### Stated goal 1
Report how many lines of the records contain the string "tile", treating uppercase and lowercase letters as distinct. Give only the number.

:::::

Change In Supply
|Change In Supply|
Change in supply is an economic term which means a shift in the supply curve, caused by a change in any variable other than the own price (Piros C.D. and others 2013, p. 12). There are two possibilities for shifting the supply curve. Shifting the supply curve to the right means an increase in supply, while shifting to the left means a decrease in supply (Sexton L.R. 2018, p. 112).
A change in quantity supplied vs. a change in supply
The difference between a change in supply of quantity and a change in supply is that the change in supply of quantity applies to movement along the supply curve and depends only on one factor, which is the change in own price, while the change in supply refers to a shift in the supply curve to the right or left and can be caused by many factors, such as government restrictions, technology or number of sellers (Arnold A.R. 2014, p. 72).
Factors affecting supply change
Key determinants that affect the change in supply are:
- The prices of raw materials have a direct impact on production costs. A reduction in the price of raw materials will make production cheaper and companies will be willing to supply more at any price of the product. A decrease in the price of raw materials will increase supply and shift the supply curve to the right, while an increase in the price of raw materials will reduce supply and shift the supply curve to the left (Hoskins C. and others 2004, p. 50).

:::::

### Stated goal 2
In the text on change in supply, what does a shift of the supply curve to the left mean?

:::::

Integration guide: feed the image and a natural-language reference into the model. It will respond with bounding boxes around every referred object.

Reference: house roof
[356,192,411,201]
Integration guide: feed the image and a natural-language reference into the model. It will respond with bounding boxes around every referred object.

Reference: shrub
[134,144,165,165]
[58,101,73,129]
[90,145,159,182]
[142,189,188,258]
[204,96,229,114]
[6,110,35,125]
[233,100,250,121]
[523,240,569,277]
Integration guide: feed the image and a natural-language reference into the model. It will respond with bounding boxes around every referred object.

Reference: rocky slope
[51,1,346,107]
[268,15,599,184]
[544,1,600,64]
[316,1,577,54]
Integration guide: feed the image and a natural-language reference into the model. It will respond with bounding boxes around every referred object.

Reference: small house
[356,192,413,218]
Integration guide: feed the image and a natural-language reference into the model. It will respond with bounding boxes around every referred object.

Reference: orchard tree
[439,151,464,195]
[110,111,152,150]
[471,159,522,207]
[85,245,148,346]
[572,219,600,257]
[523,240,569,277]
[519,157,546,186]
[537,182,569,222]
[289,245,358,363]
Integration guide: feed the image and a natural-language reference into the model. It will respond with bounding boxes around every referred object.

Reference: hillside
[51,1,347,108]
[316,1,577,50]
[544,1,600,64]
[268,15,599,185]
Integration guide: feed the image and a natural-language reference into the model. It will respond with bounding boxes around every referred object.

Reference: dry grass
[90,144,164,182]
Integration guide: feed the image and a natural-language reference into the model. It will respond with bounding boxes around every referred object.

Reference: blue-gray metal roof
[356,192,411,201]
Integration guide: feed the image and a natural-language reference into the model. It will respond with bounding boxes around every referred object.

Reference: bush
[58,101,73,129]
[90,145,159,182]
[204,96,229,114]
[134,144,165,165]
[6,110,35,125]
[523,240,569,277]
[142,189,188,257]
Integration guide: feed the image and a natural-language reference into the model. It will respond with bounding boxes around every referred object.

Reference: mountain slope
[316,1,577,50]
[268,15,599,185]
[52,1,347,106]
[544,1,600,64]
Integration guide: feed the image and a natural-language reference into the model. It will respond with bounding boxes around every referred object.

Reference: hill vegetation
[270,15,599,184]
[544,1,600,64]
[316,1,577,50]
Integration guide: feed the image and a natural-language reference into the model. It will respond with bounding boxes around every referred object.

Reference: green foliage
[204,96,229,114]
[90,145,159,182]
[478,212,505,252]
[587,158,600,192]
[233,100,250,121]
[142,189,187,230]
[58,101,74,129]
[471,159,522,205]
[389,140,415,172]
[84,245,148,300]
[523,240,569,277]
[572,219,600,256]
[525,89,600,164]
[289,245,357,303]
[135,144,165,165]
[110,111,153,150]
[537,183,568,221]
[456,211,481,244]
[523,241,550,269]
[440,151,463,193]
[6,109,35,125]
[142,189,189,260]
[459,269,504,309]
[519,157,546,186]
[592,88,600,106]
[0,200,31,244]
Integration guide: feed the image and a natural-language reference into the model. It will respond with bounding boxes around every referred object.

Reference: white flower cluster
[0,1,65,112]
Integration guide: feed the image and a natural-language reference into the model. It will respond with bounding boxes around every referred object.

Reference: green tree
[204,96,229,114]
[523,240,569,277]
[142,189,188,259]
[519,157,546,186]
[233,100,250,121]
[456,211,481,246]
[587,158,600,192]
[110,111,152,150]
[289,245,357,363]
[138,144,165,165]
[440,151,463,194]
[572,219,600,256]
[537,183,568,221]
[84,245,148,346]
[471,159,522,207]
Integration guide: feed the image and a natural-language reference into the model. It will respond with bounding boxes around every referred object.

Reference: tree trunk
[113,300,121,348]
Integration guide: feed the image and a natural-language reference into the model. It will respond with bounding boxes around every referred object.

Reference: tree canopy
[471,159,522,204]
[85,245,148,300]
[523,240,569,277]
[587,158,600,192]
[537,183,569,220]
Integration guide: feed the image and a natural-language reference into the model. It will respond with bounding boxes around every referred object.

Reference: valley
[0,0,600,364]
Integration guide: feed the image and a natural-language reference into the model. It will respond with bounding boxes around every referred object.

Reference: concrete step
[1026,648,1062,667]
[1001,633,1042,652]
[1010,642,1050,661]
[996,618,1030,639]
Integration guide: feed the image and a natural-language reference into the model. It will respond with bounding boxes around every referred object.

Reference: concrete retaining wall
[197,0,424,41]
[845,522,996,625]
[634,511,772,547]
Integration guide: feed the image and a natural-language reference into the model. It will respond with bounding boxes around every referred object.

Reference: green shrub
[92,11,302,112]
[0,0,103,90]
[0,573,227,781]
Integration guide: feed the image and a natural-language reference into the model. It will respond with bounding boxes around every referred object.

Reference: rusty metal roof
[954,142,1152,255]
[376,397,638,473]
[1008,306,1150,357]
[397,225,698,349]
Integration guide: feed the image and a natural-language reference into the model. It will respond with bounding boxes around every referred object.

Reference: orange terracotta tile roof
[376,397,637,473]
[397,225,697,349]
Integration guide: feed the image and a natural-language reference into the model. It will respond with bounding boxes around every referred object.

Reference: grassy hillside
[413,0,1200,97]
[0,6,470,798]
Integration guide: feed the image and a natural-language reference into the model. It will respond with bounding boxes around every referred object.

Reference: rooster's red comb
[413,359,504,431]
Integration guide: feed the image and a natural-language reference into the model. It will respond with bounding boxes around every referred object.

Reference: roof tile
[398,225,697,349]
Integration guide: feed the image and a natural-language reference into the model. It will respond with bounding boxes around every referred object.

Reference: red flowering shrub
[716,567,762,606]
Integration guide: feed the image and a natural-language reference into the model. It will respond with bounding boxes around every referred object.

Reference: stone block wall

:::::

### Full solution 1
2

### Full solution 2
A decrease in supply.